---------- RECORDS ----------

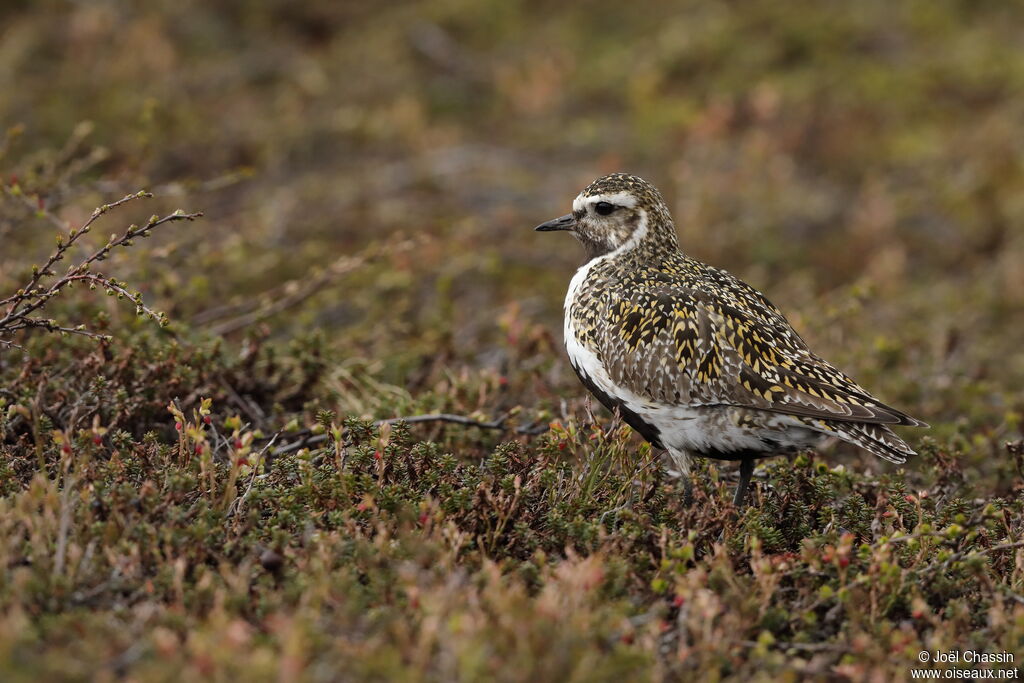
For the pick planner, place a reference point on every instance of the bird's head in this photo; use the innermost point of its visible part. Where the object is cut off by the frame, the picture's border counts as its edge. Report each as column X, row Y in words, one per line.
column 617, row 212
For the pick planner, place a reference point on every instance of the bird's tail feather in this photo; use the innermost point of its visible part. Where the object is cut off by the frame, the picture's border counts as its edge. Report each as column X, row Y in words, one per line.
column 877, row 438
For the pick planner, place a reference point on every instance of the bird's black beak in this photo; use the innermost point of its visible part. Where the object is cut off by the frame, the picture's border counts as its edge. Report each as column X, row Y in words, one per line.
column 566, row 222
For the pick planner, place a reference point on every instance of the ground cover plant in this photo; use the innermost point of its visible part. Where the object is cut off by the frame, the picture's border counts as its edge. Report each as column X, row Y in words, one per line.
column 204, row 473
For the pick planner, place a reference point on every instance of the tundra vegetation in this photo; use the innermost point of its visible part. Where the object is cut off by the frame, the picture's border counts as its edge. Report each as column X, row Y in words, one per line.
column 200, row 474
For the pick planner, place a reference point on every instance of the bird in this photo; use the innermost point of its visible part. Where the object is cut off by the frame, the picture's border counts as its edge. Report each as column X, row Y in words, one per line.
column 698, row 363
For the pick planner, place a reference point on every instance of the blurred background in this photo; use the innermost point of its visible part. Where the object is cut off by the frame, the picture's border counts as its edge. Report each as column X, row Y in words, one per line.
column 371, row 174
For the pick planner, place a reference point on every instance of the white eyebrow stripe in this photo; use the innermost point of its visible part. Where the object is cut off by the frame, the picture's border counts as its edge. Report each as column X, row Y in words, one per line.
column 623, row 199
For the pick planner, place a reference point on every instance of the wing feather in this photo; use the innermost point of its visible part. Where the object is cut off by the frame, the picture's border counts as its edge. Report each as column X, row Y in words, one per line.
column 673, row 341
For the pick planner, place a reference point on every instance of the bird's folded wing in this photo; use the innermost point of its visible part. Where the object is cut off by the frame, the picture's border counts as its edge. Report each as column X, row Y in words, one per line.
column 678, row 345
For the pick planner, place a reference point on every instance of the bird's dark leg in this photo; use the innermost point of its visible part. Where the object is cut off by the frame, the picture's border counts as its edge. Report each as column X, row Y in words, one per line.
column 745, row 470
column 687, row 491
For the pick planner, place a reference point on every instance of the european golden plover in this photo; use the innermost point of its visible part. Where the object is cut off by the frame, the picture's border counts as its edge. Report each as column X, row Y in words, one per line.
column 695, row 360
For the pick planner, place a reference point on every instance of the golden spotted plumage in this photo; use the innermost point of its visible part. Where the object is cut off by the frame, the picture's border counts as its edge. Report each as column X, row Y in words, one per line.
column 696, row 359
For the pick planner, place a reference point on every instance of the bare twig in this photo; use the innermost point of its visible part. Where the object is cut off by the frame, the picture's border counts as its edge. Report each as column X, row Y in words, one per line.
column 22, row 305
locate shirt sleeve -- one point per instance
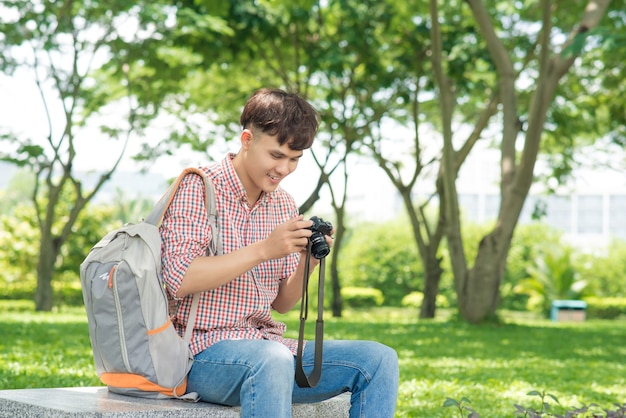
(185, 231)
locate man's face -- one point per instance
(267, 162)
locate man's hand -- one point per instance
(288, 238)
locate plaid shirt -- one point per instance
(240, 309)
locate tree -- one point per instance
(522, 127)
(73, 49)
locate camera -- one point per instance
(319, 246)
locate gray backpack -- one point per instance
(136, 349)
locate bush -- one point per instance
(362, 297)
(605, 308)
(384, 257)
(414, 300)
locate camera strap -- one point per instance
(313, 379)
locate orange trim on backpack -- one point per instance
(135, 381)
(160, 329)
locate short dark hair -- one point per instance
(285, 115)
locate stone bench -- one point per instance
(99, 402)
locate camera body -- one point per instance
(319, 246)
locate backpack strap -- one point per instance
(215, 247)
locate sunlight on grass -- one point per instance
(494, 365)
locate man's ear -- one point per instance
(246, 138)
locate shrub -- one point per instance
(384, 257)
(414, 300)
(362, 297)
(605, 308)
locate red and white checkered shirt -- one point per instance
(240, 309)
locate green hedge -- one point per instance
(605, 308)
(362, 297)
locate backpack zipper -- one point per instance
(120, 321)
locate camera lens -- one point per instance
(319, 246)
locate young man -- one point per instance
(241, 356)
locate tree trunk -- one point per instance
(432, 278)
(44, 296)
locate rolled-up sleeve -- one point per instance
(185, 232)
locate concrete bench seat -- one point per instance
(99, 402)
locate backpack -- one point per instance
(136, 348)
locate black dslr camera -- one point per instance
(319, 246)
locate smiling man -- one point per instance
(240, 354)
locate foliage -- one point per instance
(552, 276)
(362, 297)
(382, 256)
(494, 365)
(605, 308)
(462, 406)
(604, 270)
(19, 246)
(415, 299)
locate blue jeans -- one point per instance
(259, 376)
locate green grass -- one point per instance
(492, 365)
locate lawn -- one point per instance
(494, 366)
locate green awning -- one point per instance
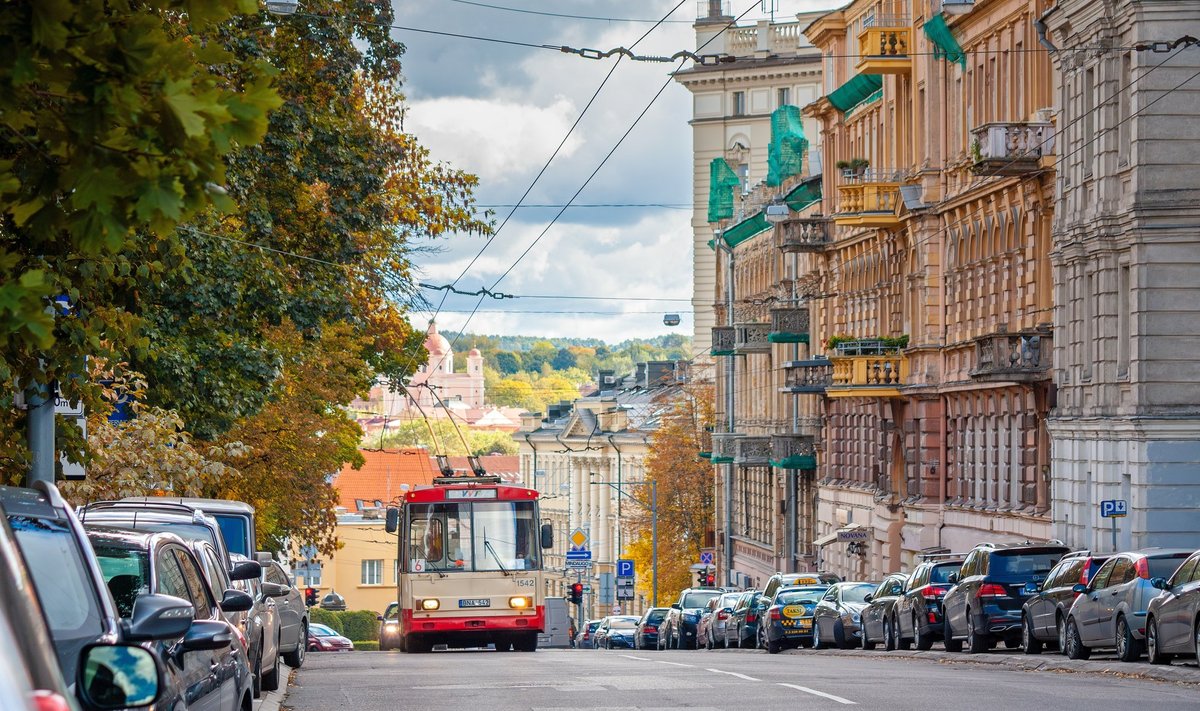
(855, 91)
(797, 461)
(946, 46)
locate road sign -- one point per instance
(1114, 508)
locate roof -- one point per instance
(385, 476)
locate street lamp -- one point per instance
(618, 487)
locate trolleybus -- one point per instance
(469, 565)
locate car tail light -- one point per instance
(991, 590)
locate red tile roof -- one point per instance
(382, 476)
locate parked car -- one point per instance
(647, 637)
(1173, 620)
(837, 617)
(205, 661)
(617, 632)
(324, 639)
(1110, 611)
(917, 616)
(583, 639)
(1044, 614)
(261, 627)
(678, 629)
(711, 631)
(789, 620)
(879, 615)
(293, 615)
(984, 604)
(29, 668)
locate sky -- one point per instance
(499, 111)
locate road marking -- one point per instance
(735, 674)
(816, 693)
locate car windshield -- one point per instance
(64, 587)
(697, 599)
(855, 593)
(126, 573)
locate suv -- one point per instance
(985, 603)
(678, 628)
(1044, 615)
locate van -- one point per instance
(558, 625)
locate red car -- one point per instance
(324, 639)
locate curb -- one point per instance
(1174, 674)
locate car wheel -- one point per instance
(952, 645)
(295, 658)
(1030, 644)
(1128, 646)
(1153, 650)
(1074, 646)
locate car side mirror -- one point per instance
(118, 676)
(235, 601)
(160, 616)
(246, 571)
(208, 634)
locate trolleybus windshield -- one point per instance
(480, 536)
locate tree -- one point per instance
(685, 494)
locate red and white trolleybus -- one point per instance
(469, 565)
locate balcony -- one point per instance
(883, 46)
(1018, 357)
(793, 452)
(1012, 148)
(751, 450)
(789, 326)
(808, 376)
(751, 338)
(869, 199)
(803, 234)
(723, 340)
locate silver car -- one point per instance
(1110, 611)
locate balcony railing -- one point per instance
(789, 326)
(808, 376)
(1021, 357)
(724, 338)
(883, 47)
(753, 450)
(793, 452)
(1011, 148)
(751, 338)
(803, 234)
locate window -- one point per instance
(372, 572)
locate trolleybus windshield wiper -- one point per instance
(487, 544)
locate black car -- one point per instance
(1044, 614)
(879, 615)
(207, 662)
(984, 605)
(917, 617)
(647, 637)
(678, 629)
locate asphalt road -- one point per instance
(737, 680)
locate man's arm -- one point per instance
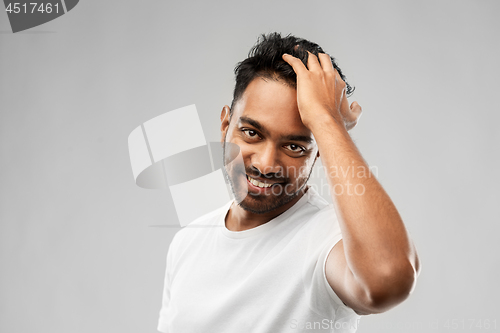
(375, 266)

----------

> _WHAT YOU WILL DO_
Swap "pick planner" for "grasp planner" throughout all the rows above, leaving everything else unchanged. Leave the pictures out of your answer.

> _EXPECTED ANSWER_
For the grasp planner, place a reference point on every instance of the bird's head in this photo; use the innermost point of its visible part. Where the object is cut off by the frame, the picture's border counts as its edge. Report each as column X, row Y in words, one per line.
column 617, row 212
For the grasp planner, place a reference point on every instance of the bird's tail feather in this photo; use the innermost point of its visible part. Where the object is cut off by the frame, the picture's border counts as its edge. Report each as column X, row Y in words, one per line.
column 877, row 438
For the grasp planner, place a reference point on every instance of the bird's black beak in this photo; use the innermost point of its visible part. Where the object is cut off by the frame, the picture's border counts as its edge. Report each as column X, row Y in words, one per line.
column 566, row 222
For the grasp planner, place a reference point on every instance of the ground cover plant in this photo; use the innermost point of its visible part. Where the object is cut off by the frame, the picture's border counts as its edge. Report each as column X, row Y in words, one per line.
column 204, row 473
For the grasp planner, place a reference point on every instance of the tundra vegetation in this photo; use the innermost point of its visible part. Where the object is cut off by the frame, the picture's border counts as its edge. Report each as column X, row Y in words, one per line.
column 200, row 474
For the grasp planner, place a reference point on every instance of the bird in this photo; use the innermost point of its visible part. Where the object is cut off by the frame, the picture's border counts as its edge. Report each as column X, row Y in words, one per line.
column 698, row 363
For the grasp planner, place a reference point on every instance of the blurred background in this photo; use the innermost point of its visible part. Where the object is cut off by the frame, the picture's border counts as its edge. Report each as column X, row Y in words, one per line.
column 371, row 174
For the grasp planner, place a reference point on every instance of the white eyebrow stripe in this photo; use the innermost point of its visible part. Where the object is cut off by the frame, the picture's border counts as its edge. Report each as column X, row Y in words, one per line.
column 623, row 199
For the grasp planner, place a reference point on every instance of the wing feather in this photo; use the innermost point of its visible part. Where the object is cut off by the frame, the picture's border counts as its edge. Report each as column X, row Y in words, one per line.
column 673, row 341
For the grasp planner, place a reference point on every instance of the bird's folded wing in this photo; use the innermost point of its visible part. Where the object is cut off by the frame, the picture's border counts as its edge. Report each as column X, row Y in words, one per line.
column 678, row 345
For the grasp planner, place a reference point on every instance of the bird's dark leg in this photo; use the innermost point of its visible part. Where the object is cut off by the frame, the picture's border counts as its edge. Report each as column X, row Y in words, one per line.
column 745, row 470
column 687, row 491
For the grasp planner, place a reference point on every instance of the european golden plover in this photo; use the innermost point of its visible part. Where the object is cut off by the frame, the picture's border counts as its edge. Report each as column X, row Y in words, one per line.
column 695, row 360
For the grasp planner, place a reference point on every instance of the golden spotted plumage in this photo; use the innermost point of its visible part. Where the object is cut off by the frame, the picture's border counts as its edge. Report each as column X, row Y in words, one per line.
column 696, row 359
For the grasp planner, place a reference point on every instance of the bare twig in this photo; use the innermost point of its visible part. Where the object is cut off by the frame, the picture's border counts as its edge. Report each as column X, row Y in words, one per line.
column 22, row 305
locate shirt sleeve -- one point per instance
(185, 231)
locate man's face -- one point per instance
(267, 162)
locate man's hand -- one point per instance
(288, 238)
locate plaid shirt -- one point per instance
(240, 309)
locate tree -- one point per instance
(522, 127)
(73, 49)
locate camera -- one point per instance
(319, 246)
locate gray backpack -- one point per instance
(136, 349)
locate bush -- one point per instance
(362, 297)
(605, 308)
(384, 257)
(414, 300)
locate camera strap -- one point per instance
(313, 379)
locate orange trim on backpack -- one point per instance
(135, 381)
(160, 329)
locate short dark hair -- one point per instance
(285, 115)
locate stone bench -- one point per instance
(99, 402)
locate camera body -- one point per instance
(319, 246)
locate backpack strap -- one point per instance
(215, 247)
locate sunlight on grass -- one point per instance
(494, 365)
locate man's ear -- one point per instance
(246, 138)
locate shrub -- one point per instance
(384, 257)
(414, 300)
(362, 297)
(605, 308)
locate red and white checkered shirt -- one point per instance
(240, 309)
locate green hedge -- one point per instance
(605, 308)
(362, 297)
locate backpack zipper -- one point per instance
(120, 321)
locate camera lens -- one point per instance
(319, 246)
locate young man -- one point per instance
(241, 356)
locate tree trunk -- one point per instance
(432, 278)
(44, 296)
locate rolled-up sleeve -- one point per instance
(185, 232)
locate concrete bench seat -- one point per instance
(99, 402)
locate backpack -- one point per instance
(136, 348)
locate black dslr camera -- one point per instance
(319, 246)
locate smiling man -- one point per instance
(240, 354)
locate foliage -- one point per instance
(552, 276)
(362, 297)
(382, 256)
(494, 365)
(605, 308)
(462, 406)
(604, 270)
(19, 246)
(415, 299)
locate blue jeans -- one point per instance
(259, 376)
locate green grass -- one point per instance
(492, 365)
locate lawn -- one point per instance
(494, 366)
locate green awning -- one point per instance
(855, 91)
(797, 461)
(946, 46)
locate road sign -- one point per instance
(1114, 508)
locate roof -- one point per instance
(385, 476)
locate street lamp -- one point per instance
(618, 487)
locate trolleybus -- one point per instance
(469, 565)
locate car tail light -- one point per instance
(991, 590)
locate red tile roof -- one point per instance
(382, 476)
locate parked car -- one point per instance
(647, 637)
(1173, 620)
(837, 617)
(205, 661)
(617, 632)
(324, 639)
(1110, 611)
(917, 616)
(583, 639)
(1044, 614)
(261, 627)
(678, 629)
(711, 631)
(789, 620)
(879, 615)
(293, 615)
(984, 604)
(29, 668)
locate sky -- one point per instance
(499, 111)
locate road marking -- one point per instance
(735, 674)
(816, 693)
locate car windshield -- one point per instance
(64, 587)
(697, 599)
(855, 593)
(126, 573)
locate suv -- one point per instance
(985, 603)
(678, 628)
(1044, 615)
locate van -- one point per instance
(558, 625)
locate red car -- one point per instance
(324, 639)
locate curb -- one point per instance
(1174, 674)
locate car wheel -- one point per instance
(952, 645)
(295, 658)
(1030, 644)
(1128, 646)
(1153, 650)
(1074, 646)
locate car side mirror -- one point per instance
(118, 676)
(235, 601)
(160, 616)
(246, 571)
(208, 634)
locate trolleybus windshield -- one point per instance
(480, 536)
locate tree -- one point per instance
(685, 494)
locate red and white trolleybus -- one point per instance
(469, 565)
locate balcony -- one point per instance
(883, 46)
(1018, 357)
(793, 452)
(1012, 148)
(751, 450)
(789, 326)
(808, 376)
(751, 338)
(869, 199)
(803, 234)
(723, 340)
locate silver car -- one point per instance
(1110, 611)
locate balcony railing -- one point per instance
(789, 326)
(808, 376)
(1021, 357)
(724, 338)
(883, 47)
(753, 450)
(793, 452)
(1011, 148)
(751, 338)
(803, 234)
locate window -- one point per instance
(372, 572)
locate trolleybus windshield wiper -- one point per instance
(487, 544)
locate black car -- one point per instance
(1044, 614)
(879, 615)
(207, 662)
(984, 605)
(917, 617)
(647, 637)
(678, 629)
locate asphalt road -- one point per instance
(737, 680)
locate man's arm -- one point per instance
(375, 266)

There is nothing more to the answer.